• Given passage

Add attack event annotations from your DDoS detection tool. If your tool fires webhooks, you can write those events to a database that Grafana queries as an annotation source. Seeing a red vertical line on your latency graph at the exact moment an attack started is worth a thousand words.

Datadog: The Managed Approach

If your stack runs on Datadog, the integration is even simpler. The Datadog Agent already collects the network metrics you need. The key metric is system.net.packets_in.count, which provides inbound packet counts per interface.

Datadog Monitor for DDoS Detection

Create an anomaly detection monitor that learns your normal PPS baseline and alerts when traffic deviates significantly. This is more robust than a static threshold because it adapts to your traffic patterns:

{
  "name": "DDoS Detection - Anomalous Inbound PPS",
  "type": "query alert",
  "query": "avg(last_5m):anomalies(avg:system.net.packets_in.count{*}.as_rate(), 'agile', 3, direction='above') >= 1",
  "message": "Anomalous inbound packet rate detected on {{host.name}}. Current PPS is significantly above the learned baseline. Investigate for possible DDoS attack.\n\n@pagerduty-network-team @slack-noc-alerts",
  "options": {
    "thresholds": { "critical": 1.0 },
    "notify_no_data": false,
    "renotify_interval": 300
  }
}

For custom DDoS classification metrics (attack type, source count, protocol breakdown), use DogStatsD to push them from your detection tool:

# Push custom DDoS metrics via DogStatsD
echo "ddos.attack.pps:1500000|g|#attack_type:syn_flood,node:server-1" \
  | nc -u -w1 127.0.0.1 8125

echo "ddos.attack.sources:4200|g|#attack_type:syn_flood,node:server-1" \
  | nc -u -w1 127.0.0.1 8125

Build a Datadog dashboard with widgets for aggregate PPS across all hosts, per-host PPS breakdown, top attack sources, and active incident count. Overlay attack events on your APM service maps to see exactly which services were affected by each attack.

• Given instruction 1
In the records, rewrite the stretch from the line containing "Audit flag: the black face" through the line containing "[357, 391, 489, 675]", replacing "must be confirmed" with "must be verified" and leaving everything else unchanged.

• Material to process
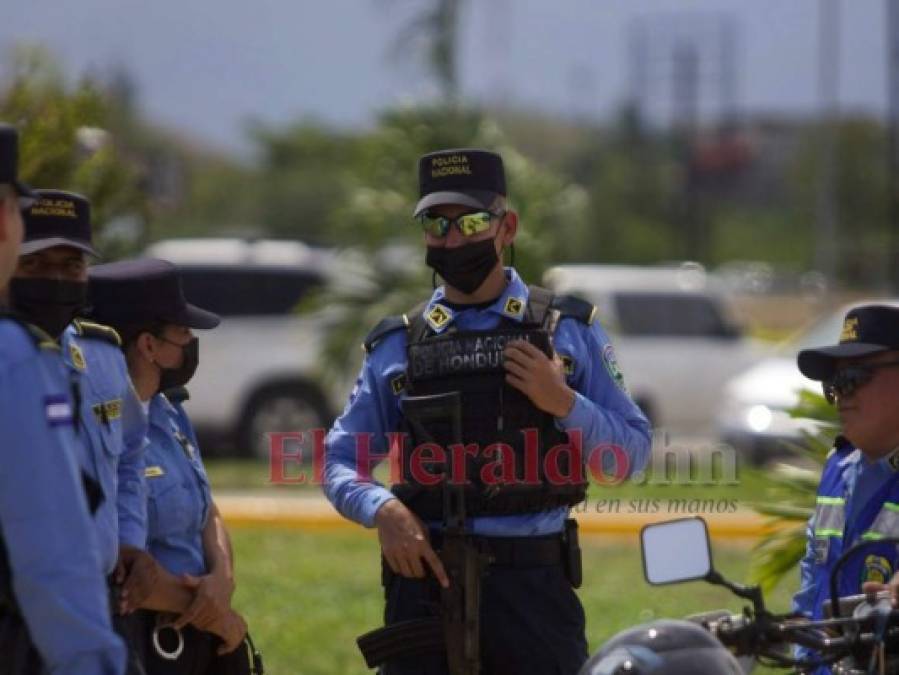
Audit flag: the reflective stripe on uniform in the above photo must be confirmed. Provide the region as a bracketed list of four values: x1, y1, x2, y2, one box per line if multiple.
[862, 502, 899, 541]
[815, 497, 844, 537]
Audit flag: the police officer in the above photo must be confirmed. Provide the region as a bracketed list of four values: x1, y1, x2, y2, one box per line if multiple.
[793, 305, 899, 673]
[0, 125, 125, 675]
[90, 259, 261, 675]
[324, 149, 650, 675]
[10, 190, 149, 672]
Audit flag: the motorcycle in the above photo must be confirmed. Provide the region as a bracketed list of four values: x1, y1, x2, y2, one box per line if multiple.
[596, 517, 899, 675]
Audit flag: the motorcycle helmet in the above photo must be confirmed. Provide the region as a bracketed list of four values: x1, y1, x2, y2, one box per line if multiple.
[578, 619, 743, 675]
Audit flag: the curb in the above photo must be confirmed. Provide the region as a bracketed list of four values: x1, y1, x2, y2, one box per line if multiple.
[215, 495, 777, 540]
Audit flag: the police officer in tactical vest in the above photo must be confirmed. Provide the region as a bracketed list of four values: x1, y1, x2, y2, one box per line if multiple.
[324, 149, 650, 675]
[0, 125, 125, 675]
[10, 190, 152, 673]
[793, 305, 899, 673]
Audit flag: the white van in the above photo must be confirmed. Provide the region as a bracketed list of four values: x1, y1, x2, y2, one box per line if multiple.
[144, 238, 348, 458]
[543, 263, 761, 435]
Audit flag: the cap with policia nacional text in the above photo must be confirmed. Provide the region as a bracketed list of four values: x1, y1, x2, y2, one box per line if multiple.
[0, 123, 34, 209]
[799, 305, 899, 381]
[412, 148, 506, 216]
[88, 258, 221, 328]
[19, 190, 99, 256]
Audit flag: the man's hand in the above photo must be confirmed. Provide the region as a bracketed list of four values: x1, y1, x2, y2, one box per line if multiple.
[174, 574, 234, 628]
[200, 609, 247, 655]
[375, 499, 449, 588]
[114, 546, 160, 614]
[503, 340, 575, 417]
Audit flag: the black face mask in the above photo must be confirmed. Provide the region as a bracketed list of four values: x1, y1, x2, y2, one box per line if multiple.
[159, 338, 200, 392]
[425, 239, 499, 295]
[9, 277, 87, 338]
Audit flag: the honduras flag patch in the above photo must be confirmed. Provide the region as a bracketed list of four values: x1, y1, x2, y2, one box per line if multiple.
[44, 394, 74, 427]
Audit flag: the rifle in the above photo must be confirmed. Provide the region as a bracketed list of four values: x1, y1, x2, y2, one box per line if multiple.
[357, 391, 489, 675]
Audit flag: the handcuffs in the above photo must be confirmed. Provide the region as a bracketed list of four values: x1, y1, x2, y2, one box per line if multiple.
[153, 623, 184, 661]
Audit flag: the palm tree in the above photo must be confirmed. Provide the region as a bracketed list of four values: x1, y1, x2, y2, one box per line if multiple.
[750, 392, 837, 592]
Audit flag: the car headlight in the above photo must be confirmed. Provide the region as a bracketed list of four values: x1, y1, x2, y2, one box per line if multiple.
[746, 405, 774, 434]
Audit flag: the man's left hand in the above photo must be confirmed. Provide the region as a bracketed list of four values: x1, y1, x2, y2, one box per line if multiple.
[503, 340, 575, 417]
[114, 545, 160, 614]
[174, 574, 234, 628]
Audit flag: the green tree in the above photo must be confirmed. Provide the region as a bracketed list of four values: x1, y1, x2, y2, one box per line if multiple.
[0, 47, 146, 254]
[750, 392, 838, 593]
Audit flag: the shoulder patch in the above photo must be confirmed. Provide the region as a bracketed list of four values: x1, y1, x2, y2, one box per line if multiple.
[550, 295, 596, 326]
[72, 319, 122, 347]
[362, 314, 409, 354]
[69, 341, 87, 370]
[22, 322, 60, 351]
[602, 344, 628, 394]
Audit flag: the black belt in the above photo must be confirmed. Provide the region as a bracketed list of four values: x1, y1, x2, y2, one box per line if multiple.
[431, 531, 562, 568]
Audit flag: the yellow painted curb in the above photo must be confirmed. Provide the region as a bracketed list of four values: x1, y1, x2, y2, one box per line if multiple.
[215, 495, 788, 540]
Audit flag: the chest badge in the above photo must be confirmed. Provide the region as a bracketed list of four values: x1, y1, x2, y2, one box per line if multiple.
[425, 305, 453, 331]
[390, 373, 406, 396]
[812, 537, 830, 565]
[175, 431, 194, 459]
[861, 555, 893, 584]
[503, 297, 524, 318]
[69, 342, 87, 370]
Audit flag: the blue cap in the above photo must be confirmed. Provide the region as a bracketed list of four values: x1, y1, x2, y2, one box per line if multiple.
[88, 258, 221, 328]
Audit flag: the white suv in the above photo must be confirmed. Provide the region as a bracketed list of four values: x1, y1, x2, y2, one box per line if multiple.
[144, 239, 346, 458]
[543, 263, 759, 435]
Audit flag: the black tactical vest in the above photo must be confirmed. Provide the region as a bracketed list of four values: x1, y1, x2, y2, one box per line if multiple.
[364, 286, 593, 520]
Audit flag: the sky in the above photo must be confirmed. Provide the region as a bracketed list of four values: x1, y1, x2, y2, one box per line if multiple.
[0, 0, 889, 152]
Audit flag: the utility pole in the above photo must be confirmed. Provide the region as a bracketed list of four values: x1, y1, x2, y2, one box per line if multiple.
[884, 0, 899, 294]
[815, 0, 840, 287]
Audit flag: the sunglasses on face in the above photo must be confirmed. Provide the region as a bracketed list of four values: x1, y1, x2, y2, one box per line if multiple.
[822, 361, 899, 405]
[418, 211, 504, 238]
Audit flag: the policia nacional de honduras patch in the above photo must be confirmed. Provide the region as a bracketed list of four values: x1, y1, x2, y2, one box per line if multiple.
[602, 345, 627, 393]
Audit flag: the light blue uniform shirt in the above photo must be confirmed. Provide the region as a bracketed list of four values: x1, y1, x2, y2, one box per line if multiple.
[793, 449, 895, 616]
[324, 268, 651, 536]
[146, 394, 212, 576]
[60, 325, 147, 574]
[0, 318, 125, 675]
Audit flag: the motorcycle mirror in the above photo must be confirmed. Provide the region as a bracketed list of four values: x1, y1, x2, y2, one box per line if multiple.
[640, 517, 712, 585]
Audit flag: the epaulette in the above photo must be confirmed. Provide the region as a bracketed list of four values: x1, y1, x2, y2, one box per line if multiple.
[827, 434, 855, 459]
[162, 387, 190, 403]
[72, 319, 122, 347]
[0, 308, 59, 351]
[550, 295, 596, 326]
[362, 314, 409, 354]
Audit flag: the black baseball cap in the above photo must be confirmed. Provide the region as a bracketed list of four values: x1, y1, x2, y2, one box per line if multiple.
[19, 190, 99, 256]
[0, 123, 35, 209]
[88, 258, 221, 328]
[799, 305, 899, 381]
[412, 148, 506, 216]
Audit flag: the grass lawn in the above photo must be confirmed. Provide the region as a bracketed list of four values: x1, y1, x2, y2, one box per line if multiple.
[232, 528, 790, 675]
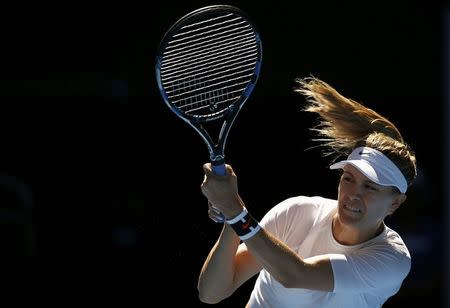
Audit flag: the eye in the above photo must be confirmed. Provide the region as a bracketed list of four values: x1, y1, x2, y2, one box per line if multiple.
[341, 175, 352, 183]
[364, 184, 378, 191]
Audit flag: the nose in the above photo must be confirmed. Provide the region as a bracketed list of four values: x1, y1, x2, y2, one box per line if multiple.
[348, 185, 361, 201]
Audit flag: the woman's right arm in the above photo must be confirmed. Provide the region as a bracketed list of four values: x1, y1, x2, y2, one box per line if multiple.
[197, 224, 262, 304]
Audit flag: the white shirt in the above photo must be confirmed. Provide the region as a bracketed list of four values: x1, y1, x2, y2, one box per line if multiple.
[249, 196, 411, 308]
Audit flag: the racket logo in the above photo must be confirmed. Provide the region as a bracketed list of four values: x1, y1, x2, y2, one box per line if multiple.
[242, 219, 251, 229]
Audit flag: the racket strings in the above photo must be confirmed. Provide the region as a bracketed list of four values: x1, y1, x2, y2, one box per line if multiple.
[161, 14, 260, 120]
[164, 29, 255, 64]
[162, 37, 256, 70]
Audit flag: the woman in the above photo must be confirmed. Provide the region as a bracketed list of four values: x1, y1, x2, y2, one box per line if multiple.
[198, 78, 416, 308]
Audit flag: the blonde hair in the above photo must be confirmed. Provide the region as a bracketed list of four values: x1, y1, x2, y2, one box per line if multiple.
[295, 77, 417, 185]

• Given instruction 2
Using the DDoS monitoring text, answer the following:
(a) Which metric is named as the key metric for inbound packet counts per interface?
(b) What value is given for "renotify_interval" in the sample monitor?
(c) To which address and port do the DogStatsD commands send their metrics?

• Final result 1
Audit flag: the black face mask in the above photo must be verified. Provide the region as a bracketed list of four values: x1, y1, x2, y2, one box per line if multiple.
[159, 338, 200, 392]
[425, 239, 499, 295]
[9, 277, 87, 338]
Audit flag: the honduras flag patch in the above photo must be verified. Provide the region as a bracketed list of four values: x1, y1, x2, y2, one box per line if multiple.
[44, 394, 74, 427]
Audit flag: the rifle in the above photo must be verified. Provide the region as a bracketed list of four values: x1, y1, x2, y2, one box per line if multiple.
[357, 391, 489, 675]

• Final result 2
(a) system.net.packets_in.count
(b) 300
(c) 127.0.0.1, port 8125